(Entradas de un conjunto de datos)
....

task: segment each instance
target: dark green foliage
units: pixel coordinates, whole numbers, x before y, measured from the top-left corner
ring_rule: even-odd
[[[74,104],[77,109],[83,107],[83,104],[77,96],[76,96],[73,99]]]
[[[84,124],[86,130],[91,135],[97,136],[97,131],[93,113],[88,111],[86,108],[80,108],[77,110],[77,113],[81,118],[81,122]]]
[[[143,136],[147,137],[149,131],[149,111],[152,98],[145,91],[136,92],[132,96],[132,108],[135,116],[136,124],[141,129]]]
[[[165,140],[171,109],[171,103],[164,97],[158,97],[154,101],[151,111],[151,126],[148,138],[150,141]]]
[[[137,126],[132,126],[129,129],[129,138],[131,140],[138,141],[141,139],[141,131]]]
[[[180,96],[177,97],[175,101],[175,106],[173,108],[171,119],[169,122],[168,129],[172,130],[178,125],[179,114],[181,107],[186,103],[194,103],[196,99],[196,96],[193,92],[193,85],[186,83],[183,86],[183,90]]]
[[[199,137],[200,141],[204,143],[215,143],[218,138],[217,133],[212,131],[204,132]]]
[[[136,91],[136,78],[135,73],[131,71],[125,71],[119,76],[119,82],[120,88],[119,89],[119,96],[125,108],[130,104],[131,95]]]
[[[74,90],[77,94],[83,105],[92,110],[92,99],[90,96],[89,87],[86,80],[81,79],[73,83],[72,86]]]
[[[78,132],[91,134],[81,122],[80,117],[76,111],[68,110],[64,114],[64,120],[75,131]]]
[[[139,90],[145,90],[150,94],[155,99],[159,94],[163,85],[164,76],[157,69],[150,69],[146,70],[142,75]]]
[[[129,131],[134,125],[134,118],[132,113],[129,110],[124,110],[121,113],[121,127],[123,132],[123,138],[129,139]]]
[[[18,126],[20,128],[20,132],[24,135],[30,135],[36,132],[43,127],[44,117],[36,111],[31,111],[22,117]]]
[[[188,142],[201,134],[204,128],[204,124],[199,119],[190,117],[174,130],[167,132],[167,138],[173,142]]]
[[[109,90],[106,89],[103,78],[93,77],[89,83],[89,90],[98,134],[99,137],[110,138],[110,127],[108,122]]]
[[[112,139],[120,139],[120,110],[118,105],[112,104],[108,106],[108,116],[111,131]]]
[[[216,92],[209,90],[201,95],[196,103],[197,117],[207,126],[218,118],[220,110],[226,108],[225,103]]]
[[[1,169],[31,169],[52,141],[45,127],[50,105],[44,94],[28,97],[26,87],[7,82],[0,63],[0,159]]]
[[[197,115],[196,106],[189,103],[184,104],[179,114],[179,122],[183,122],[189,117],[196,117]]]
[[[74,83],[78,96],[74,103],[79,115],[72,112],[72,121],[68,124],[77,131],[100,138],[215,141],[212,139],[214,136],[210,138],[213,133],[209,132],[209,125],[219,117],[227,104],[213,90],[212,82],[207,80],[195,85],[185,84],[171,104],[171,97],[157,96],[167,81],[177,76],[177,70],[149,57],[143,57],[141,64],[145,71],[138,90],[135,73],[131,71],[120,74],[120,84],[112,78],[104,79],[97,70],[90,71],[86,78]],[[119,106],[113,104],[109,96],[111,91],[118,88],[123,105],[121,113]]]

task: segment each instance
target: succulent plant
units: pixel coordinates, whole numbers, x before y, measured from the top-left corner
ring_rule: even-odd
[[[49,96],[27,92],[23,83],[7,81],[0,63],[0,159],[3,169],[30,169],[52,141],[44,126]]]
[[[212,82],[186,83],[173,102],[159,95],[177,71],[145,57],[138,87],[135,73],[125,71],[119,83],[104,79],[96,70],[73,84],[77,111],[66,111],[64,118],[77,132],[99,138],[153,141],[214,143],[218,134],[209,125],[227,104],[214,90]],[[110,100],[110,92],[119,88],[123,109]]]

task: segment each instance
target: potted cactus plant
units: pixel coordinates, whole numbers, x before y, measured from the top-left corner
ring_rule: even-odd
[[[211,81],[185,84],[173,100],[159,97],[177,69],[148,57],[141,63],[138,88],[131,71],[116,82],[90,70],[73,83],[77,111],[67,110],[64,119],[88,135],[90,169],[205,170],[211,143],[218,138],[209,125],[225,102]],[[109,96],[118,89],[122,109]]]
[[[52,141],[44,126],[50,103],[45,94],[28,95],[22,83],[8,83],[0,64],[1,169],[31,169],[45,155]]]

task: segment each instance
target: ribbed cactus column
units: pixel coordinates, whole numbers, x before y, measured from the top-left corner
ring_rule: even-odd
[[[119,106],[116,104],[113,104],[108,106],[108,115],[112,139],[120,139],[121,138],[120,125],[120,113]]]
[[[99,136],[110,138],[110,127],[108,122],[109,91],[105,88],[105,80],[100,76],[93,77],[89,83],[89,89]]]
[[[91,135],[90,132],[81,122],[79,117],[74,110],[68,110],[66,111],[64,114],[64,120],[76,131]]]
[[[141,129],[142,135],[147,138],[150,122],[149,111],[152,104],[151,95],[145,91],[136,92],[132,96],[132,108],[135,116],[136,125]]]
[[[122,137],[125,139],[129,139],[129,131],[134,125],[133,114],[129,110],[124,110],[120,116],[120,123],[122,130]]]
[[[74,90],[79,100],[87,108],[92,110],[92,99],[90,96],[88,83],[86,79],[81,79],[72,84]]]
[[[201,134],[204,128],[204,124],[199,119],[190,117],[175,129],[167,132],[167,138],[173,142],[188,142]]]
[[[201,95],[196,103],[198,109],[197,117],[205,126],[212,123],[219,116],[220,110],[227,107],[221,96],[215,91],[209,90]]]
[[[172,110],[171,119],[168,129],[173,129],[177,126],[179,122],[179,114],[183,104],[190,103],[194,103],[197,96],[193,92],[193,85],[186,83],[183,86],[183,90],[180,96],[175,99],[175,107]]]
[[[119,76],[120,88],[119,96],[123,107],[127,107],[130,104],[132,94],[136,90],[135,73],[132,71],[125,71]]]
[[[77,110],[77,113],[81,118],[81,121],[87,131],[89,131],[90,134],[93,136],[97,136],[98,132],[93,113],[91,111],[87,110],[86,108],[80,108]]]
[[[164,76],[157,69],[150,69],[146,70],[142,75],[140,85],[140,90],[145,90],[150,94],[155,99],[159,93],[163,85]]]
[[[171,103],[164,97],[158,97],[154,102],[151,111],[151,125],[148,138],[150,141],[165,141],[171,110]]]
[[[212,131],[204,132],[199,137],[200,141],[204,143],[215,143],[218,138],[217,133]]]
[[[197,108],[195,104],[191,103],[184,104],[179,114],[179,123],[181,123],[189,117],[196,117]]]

....

Vuelve a escribir, tal cual aparecen, las líneas que empiezan al comienzo y terminan en la que contiene "[[[74,104],[77,109],[83,107],[83,104],[77,96],[76,96],[73,99]]]", con ambos extremos incluidos.

RESPUESTA ESCRITA
task: segment each instance
target: dark green foliage
units: pixel coordinates, whole numbers, x before y, measured from the top-left corner
ring_rule: even-odd
[[[74,104],[77,109],[83,107],[83,104],[77,96],[76,96],[73,99]]]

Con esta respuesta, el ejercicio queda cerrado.